┌────────
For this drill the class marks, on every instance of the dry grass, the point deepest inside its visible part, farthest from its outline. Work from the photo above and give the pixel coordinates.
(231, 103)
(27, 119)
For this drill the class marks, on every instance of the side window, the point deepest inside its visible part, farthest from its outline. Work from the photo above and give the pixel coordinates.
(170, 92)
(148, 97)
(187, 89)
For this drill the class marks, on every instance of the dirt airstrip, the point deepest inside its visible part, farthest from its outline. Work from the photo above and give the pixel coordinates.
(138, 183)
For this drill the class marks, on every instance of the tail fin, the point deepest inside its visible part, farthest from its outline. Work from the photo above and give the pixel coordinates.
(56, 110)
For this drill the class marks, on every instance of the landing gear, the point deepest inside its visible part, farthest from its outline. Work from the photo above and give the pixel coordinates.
└────────
TASK TO CARRY OUT —
Type out the whole of the data again, exactly as shown.

FINISHED EXERCISE —
For this drill the class marks, on every instance of the dry grass, the point deepest inside its visible part, farthest from its outline. Work from the photo above and give the pixel coordinates.
(231, 103)
(27, 119)
For this drill the class marks, on every instance of the side window, the point deepest inside its visible part, farthest from its outline. Work from the photo above and give the pixel coordinates.
(170, 92)
(148, 97)
(187, 89)
For this drill the class marks, on every instance of the dirt airstrip, the point deepest inside its visible part, farthest from its outline. Work from the photo above and give the pixel coordinates.
(138, 183)
For this drill the class marks, on every instance of the tail fin, the point deepest inside its visible part, farthest from its outline. Work from the photo above and give the pixel coordinates.
(56, 110)
For this drill the class marks, on every instance of the landing gear, the point deepest inside its visible part, farthest from its outline. Work from the photo above and give the pixel coordinates.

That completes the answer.